== AIM OF THE EXERCISE ==
Please rewrite the Internet of Things article from "The philosophy of" up to and including "Skookum Digital Works.", swapping "morality" for "ethics".

== EXERCISE PASSAGE ==
Denver area Internet of Things developers talk about balancing security, privacy, convenience
CENTENNIAL, CO – JANUARY 24: Vic Ahmed, right, founder of Innovation Pavilion, speaks with Eli Regalado, founder and CEO of Mad Hatter Agency, at the agency’s rented space in Innovation Pavilion on January 24, 2014, in Centennial, Colorado. (Anya Semenoff, The Denver Post)
Just because you can put the Internet into something, should you?
Denver-area technologists tackled that question Wednesday at the launch of an Internet of Things community called TechrIoT. On many minds was how hackers gained control of a Chrysler Jeep and slowed it to a crawl on the highway.
“When is it right to integrate systems, and when is it wrong?” one man asked the packed room at the Wildlife Experience in Parker.
Market researcher Gartner Inc. projects that the number of connected devices will quintuple from 4.9 billion this year to 25 billion in five years.
Security for devices that connect to the Internet is all over the place — and not always used. Alarming tales of hacked IoT devices range from baby monitors and home automation systems to medical devices, public utilities and automobiles.
The philosophy of IoT security — what should be connected, what data should be collected and what is the right thing to do — is not often publicly discussed.
“Like a lot of technology when it’s first being created, there’s a lot of hype on how it’s going to be commercialized. And often, the morality question comes too long after,” said Josh Oakhurst, chief strategy officer for Skookum Digital Works.
“It’s good that people are finally starting to see that this Internet of Things is real and we should think about what should be connected, what data should be transmitted from our daily lives,” he said.
With the world’s eye on security, there are plenty of ways to secure IoT devices: hardware and encrypted chips, requiring two-factor authentication, and efforts like the FIDO Alliance, which is developing standards to reduce the reliance on passwords.
Apple Pay in iPhones, for example, encrypts a number linked to a credit card in the phone’s hardware. Combined with a transaction-specific security code, purchases are made without sharing the credit card number with merchants.
In research reported in the media this week, hackers of the Chrysler Jeep found a hole in the vehicle’s UConnect system, which lets owners use a smartphone to start the engine, lock the vehicle and track its location. The hackers, who invited a Wired writer to drive the Jeep, spent a year doing car-hacking research on the vehicle.
“I wouldn’t say Chrysler was irresponsible. I think it’s more of a matter of technology moving faster than what we’re ready for,” said Jeff Miles, vice president of business development for NXP Semiconductors.
“Just like on my rental car. If I don’t delete everything, all my contact information is in there. It’s things like that,” Miles said. “Nobody designed a Bluetooth connection thinking that Hertz and all of us would be connecting our iPhone and all of our data. It’s a privacy and security issue. But it’s fixable.”

== EXTRACTED RECORDS ==

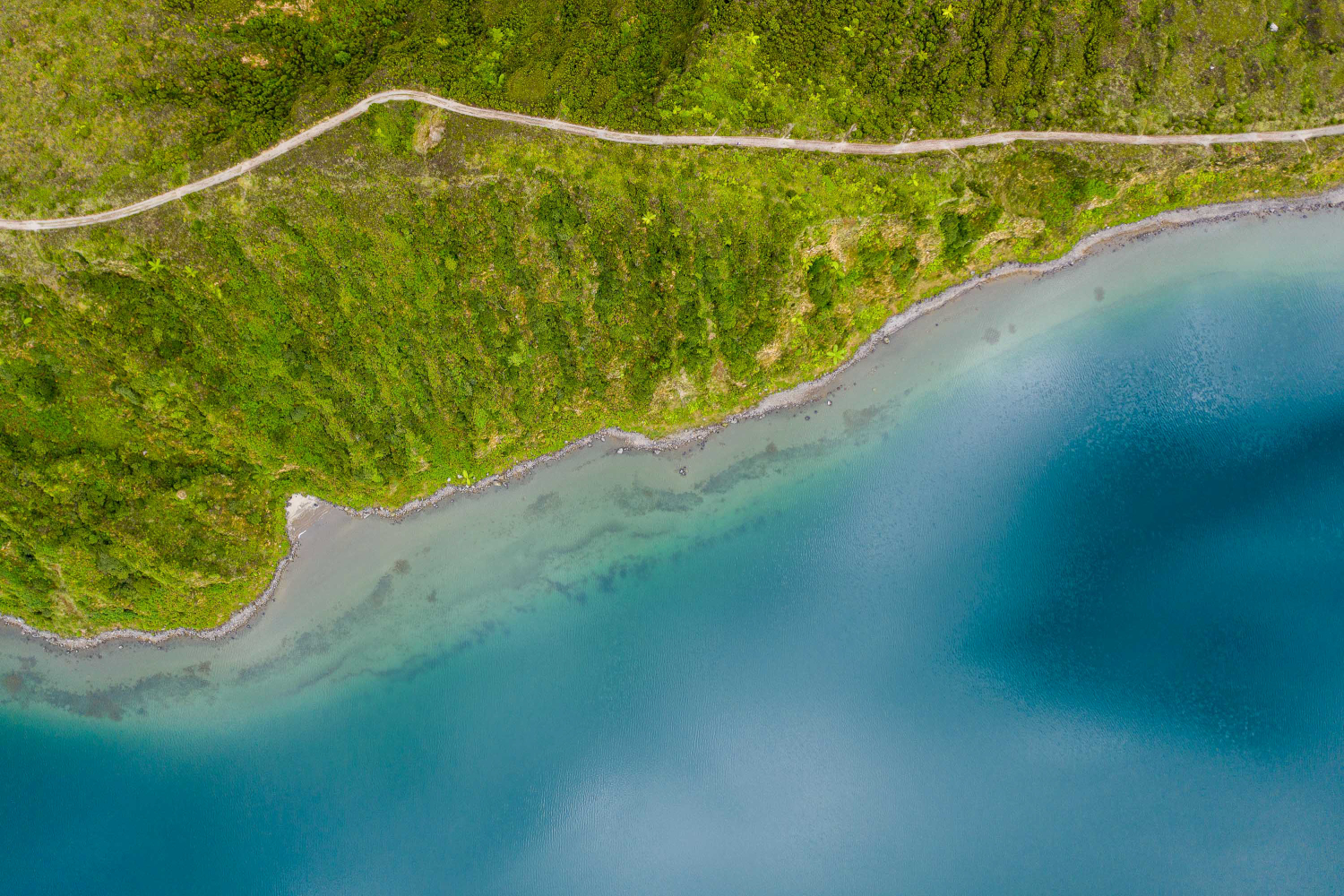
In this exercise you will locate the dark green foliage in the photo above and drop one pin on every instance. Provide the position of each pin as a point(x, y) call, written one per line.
point(962, 230)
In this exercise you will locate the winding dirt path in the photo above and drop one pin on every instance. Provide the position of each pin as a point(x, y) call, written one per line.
point(667, 140)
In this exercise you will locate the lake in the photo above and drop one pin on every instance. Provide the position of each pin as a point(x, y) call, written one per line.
point(1047, 595)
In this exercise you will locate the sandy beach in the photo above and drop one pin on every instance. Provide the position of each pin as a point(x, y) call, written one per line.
point(303, 511)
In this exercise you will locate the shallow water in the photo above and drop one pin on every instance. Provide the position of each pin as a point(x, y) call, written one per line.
point(1047, 599)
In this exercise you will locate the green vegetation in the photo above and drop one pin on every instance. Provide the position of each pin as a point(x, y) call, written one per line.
point(418, 298)
point(107, 101)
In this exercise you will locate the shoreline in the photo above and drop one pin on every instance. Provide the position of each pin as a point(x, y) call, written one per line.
point(304, 509)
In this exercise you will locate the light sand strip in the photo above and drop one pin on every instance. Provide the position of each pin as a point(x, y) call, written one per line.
point(668, 140)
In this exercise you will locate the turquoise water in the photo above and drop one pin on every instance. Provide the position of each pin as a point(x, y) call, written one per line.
point(1047, 599)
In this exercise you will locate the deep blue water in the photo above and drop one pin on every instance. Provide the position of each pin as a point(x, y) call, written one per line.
point(1067, 619)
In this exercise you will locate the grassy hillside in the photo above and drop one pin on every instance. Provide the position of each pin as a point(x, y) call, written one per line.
point(417, 298)
point(109, 101)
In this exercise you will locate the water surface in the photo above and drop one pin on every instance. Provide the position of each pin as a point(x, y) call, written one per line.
point(1046, 599)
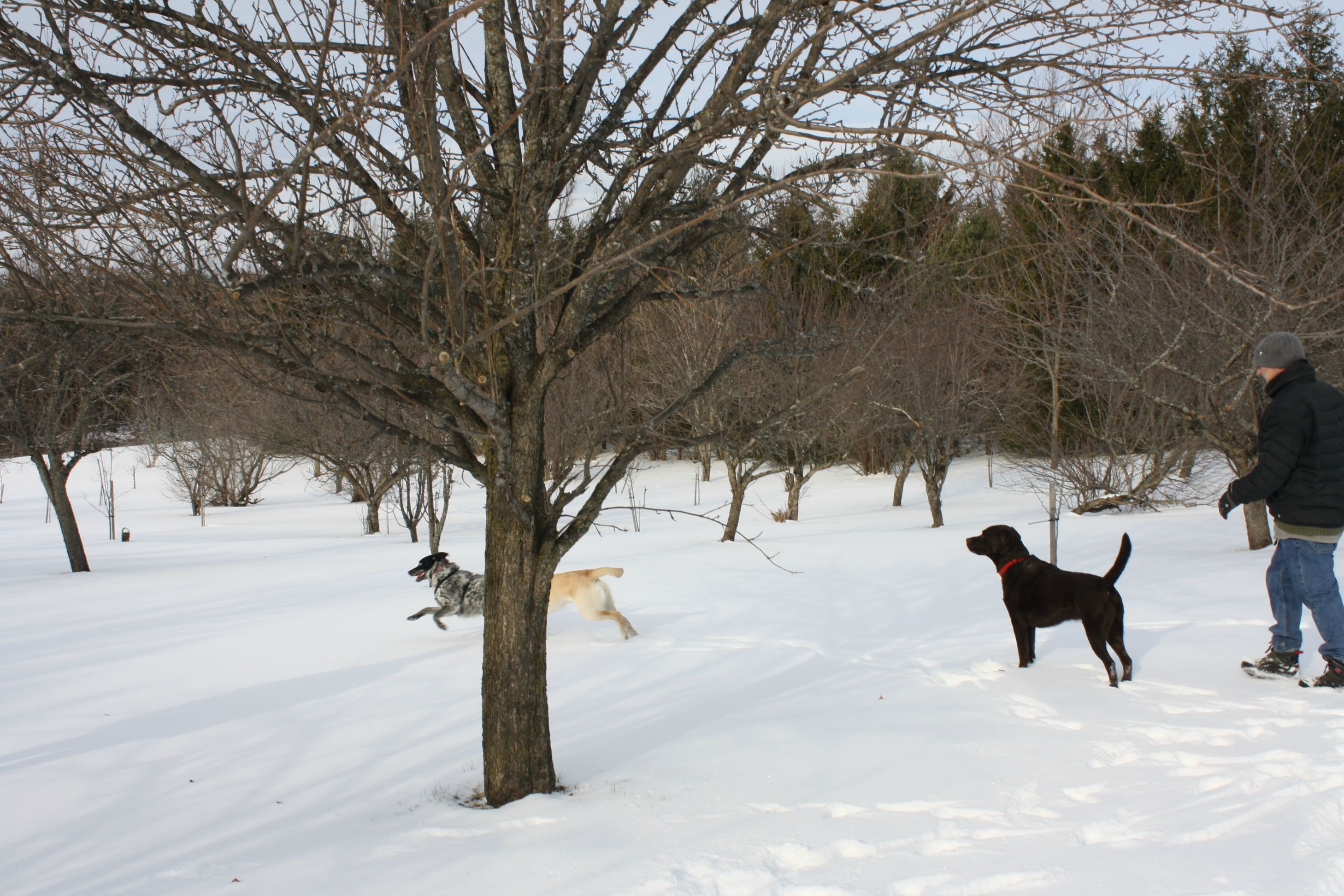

== RESPONSE ==
The philosophy of IoT security — what should be connected, what data should be collected and what is the right thing to do — is not often publicly discussed.
“Like a lot of technology when it’s first being created, there’s a lot of hype on how it’s going to be commercialized. And often, the ethics question comes too long after,” said Josh Oakhurst, chief strategy officer for Skookum Digital Works.